> **STORED DATA**
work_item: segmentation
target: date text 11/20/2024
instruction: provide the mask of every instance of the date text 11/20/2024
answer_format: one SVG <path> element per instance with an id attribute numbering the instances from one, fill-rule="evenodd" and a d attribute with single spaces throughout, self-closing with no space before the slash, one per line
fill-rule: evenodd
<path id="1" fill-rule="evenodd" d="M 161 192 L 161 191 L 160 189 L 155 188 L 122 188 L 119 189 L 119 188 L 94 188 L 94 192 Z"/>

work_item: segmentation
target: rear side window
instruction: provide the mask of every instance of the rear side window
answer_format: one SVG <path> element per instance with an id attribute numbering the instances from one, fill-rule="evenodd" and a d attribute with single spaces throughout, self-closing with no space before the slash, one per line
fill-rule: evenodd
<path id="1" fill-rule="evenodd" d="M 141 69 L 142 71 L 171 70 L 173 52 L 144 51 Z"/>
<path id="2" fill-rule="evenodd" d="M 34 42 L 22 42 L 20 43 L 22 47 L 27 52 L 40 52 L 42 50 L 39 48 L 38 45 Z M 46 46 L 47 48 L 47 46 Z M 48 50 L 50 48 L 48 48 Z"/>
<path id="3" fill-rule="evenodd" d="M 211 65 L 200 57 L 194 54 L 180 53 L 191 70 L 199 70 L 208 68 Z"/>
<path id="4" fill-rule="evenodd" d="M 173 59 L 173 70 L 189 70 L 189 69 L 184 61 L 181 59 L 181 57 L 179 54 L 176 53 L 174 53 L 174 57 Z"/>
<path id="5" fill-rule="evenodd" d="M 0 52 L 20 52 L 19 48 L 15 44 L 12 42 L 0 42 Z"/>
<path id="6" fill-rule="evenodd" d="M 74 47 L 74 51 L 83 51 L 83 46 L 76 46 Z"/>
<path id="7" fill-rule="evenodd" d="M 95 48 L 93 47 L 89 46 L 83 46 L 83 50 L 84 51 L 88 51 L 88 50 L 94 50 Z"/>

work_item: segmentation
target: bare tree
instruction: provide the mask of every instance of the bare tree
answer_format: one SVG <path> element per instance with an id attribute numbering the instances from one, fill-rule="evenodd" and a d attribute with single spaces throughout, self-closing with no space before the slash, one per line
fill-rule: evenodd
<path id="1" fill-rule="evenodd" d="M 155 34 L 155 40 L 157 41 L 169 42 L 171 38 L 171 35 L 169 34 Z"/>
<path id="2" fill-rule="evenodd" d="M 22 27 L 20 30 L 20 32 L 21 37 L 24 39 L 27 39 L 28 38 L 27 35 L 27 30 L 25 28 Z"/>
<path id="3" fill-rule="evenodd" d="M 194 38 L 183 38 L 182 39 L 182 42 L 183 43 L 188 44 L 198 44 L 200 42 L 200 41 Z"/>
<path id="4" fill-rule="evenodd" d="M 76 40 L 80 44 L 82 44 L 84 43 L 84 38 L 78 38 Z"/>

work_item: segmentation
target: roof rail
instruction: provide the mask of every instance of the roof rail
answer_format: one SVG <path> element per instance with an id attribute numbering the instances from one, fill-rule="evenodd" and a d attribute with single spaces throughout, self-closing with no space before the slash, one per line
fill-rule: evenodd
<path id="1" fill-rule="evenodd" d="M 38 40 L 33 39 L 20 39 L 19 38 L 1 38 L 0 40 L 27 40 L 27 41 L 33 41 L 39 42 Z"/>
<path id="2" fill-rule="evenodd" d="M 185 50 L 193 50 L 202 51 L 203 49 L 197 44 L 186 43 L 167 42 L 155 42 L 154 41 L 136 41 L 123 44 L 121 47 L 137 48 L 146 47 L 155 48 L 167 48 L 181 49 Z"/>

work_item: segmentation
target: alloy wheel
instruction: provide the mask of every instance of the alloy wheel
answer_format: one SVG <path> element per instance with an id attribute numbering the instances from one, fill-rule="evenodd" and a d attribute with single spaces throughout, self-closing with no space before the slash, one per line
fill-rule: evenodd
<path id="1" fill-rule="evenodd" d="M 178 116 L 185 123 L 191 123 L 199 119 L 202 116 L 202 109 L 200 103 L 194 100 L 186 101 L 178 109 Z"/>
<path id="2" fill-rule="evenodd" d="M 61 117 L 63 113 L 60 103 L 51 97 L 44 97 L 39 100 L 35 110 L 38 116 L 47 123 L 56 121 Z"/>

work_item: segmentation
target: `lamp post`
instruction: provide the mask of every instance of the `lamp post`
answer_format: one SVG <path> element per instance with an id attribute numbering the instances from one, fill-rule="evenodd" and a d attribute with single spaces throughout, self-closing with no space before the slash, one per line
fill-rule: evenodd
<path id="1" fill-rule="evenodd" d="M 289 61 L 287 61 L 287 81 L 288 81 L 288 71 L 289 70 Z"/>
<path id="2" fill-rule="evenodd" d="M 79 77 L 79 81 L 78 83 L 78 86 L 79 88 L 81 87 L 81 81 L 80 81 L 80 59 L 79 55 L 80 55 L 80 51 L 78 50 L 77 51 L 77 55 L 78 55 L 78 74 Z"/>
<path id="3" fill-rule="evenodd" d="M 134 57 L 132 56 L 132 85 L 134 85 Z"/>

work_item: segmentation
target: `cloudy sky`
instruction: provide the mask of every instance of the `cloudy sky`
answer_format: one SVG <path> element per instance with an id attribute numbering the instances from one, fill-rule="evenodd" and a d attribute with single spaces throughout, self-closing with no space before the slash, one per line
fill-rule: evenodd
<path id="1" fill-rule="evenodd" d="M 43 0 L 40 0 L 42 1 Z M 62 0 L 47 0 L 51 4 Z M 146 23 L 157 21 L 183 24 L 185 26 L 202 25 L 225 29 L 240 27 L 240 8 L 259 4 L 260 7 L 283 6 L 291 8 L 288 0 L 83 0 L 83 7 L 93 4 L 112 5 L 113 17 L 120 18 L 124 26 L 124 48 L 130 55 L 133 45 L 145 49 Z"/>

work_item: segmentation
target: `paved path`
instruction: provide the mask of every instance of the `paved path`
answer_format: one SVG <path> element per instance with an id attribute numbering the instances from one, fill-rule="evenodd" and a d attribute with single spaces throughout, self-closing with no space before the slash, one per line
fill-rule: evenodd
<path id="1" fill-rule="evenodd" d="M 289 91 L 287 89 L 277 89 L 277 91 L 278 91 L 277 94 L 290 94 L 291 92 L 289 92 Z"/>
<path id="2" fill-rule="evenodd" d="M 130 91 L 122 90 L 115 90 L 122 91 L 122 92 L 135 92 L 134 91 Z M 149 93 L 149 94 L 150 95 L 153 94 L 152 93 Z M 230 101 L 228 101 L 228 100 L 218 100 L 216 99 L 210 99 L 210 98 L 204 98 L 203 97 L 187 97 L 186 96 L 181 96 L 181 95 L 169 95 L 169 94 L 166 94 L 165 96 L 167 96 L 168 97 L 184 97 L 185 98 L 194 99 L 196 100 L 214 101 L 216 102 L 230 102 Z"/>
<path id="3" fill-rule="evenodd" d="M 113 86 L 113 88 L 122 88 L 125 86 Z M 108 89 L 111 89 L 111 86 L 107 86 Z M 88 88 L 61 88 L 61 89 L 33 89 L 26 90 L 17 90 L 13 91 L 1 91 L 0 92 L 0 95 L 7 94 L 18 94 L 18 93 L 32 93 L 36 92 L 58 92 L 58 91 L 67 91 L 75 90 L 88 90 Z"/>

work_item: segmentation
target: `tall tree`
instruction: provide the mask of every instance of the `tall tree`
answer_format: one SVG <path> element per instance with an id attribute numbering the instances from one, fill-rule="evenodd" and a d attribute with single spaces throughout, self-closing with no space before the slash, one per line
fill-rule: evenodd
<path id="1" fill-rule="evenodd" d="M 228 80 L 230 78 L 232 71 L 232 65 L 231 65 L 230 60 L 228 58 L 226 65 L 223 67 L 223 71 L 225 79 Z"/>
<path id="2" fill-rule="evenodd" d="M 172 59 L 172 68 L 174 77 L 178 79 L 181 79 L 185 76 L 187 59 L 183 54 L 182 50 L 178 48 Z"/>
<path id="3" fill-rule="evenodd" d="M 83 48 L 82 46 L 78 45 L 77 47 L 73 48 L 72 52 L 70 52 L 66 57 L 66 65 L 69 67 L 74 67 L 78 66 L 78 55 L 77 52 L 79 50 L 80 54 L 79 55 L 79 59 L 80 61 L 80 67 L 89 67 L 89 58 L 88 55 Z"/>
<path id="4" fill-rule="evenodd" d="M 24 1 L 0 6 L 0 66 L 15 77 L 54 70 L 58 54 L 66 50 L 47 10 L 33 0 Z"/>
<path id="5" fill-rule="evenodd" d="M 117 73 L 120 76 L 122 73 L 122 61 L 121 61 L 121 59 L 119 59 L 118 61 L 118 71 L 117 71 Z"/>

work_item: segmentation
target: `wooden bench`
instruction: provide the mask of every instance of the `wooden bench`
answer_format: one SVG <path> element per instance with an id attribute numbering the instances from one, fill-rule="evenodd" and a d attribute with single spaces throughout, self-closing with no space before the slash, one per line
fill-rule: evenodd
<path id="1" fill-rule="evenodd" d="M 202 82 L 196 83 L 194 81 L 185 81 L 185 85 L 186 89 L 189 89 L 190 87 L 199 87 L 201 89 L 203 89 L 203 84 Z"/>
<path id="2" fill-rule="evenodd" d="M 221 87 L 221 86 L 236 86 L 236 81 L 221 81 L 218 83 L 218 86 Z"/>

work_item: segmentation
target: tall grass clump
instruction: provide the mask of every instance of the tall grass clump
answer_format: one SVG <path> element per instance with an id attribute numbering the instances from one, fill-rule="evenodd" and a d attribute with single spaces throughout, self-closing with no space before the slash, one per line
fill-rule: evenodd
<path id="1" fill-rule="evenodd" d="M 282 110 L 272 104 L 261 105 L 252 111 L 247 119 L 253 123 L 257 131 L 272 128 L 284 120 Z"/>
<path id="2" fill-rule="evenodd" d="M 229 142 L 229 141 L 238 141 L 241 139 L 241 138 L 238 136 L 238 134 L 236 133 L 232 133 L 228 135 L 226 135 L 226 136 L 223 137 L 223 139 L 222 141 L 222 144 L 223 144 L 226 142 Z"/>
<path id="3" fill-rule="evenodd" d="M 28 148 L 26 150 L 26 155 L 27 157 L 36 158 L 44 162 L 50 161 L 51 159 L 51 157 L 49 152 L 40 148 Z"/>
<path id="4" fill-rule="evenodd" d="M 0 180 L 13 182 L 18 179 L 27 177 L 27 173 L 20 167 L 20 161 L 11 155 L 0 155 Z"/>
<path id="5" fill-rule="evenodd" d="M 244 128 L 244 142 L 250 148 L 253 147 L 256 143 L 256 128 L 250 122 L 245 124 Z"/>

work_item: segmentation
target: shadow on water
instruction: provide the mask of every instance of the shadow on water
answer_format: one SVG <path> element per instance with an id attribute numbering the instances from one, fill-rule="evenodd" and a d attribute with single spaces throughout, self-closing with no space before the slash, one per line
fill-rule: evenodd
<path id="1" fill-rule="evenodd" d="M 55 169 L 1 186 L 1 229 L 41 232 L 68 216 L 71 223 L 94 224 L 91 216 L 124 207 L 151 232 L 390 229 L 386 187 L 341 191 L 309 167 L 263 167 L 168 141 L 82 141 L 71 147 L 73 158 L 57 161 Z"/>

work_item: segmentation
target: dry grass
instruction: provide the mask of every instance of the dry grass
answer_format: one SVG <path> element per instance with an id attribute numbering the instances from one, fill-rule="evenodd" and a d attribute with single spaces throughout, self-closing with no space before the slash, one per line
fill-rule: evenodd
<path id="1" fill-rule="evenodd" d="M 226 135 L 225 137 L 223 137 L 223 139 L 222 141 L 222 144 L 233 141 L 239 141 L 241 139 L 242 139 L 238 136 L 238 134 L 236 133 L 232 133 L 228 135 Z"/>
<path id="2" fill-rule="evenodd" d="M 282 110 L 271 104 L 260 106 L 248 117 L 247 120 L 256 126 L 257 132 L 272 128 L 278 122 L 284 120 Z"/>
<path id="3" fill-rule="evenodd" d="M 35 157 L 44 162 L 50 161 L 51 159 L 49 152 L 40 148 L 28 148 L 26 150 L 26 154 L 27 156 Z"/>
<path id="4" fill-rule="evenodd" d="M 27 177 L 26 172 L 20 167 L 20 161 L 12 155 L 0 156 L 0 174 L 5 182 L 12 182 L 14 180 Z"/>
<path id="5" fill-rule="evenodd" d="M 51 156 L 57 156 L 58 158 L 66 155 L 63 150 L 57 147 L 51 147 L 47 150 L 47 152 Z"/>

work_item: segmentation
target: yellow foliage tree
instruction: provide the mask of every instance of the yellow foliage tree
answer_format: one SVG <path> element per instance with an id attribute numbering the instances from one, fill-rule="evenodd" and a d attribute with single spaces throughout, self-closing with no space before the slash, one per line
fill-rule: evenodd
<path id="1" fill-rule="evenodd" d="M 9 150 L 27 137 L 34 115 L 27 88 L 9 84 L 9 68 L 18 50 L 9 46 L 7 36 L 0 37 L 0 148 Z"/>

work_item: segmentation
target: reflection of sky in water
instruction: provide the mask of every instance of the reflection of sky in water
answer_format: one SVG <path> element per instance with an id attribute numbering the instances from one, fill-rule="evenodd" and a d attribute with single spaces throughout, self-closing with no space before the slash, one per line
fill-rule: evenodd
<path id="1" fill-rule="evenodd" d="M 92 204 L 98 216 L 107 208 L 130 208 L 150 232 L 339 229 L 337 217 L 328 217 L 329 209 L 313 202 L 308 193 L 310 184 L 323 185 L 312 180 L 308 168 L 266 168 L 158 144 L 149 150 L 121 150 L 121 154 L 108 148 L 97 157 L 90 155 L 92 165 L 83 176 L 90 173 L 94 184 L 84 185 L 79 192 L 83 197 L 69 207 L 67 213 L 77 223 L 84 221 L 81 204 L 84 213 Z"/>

> **YOUR TASK**
List every line of the entries above that contains the string "date", copying each one in full. Matches are case-sensitive.

> **SOLUTION TO THE PROBLEM**
target: date text 11/20/2024
instruction: provide the mask of every instance of the date text 11/20/2024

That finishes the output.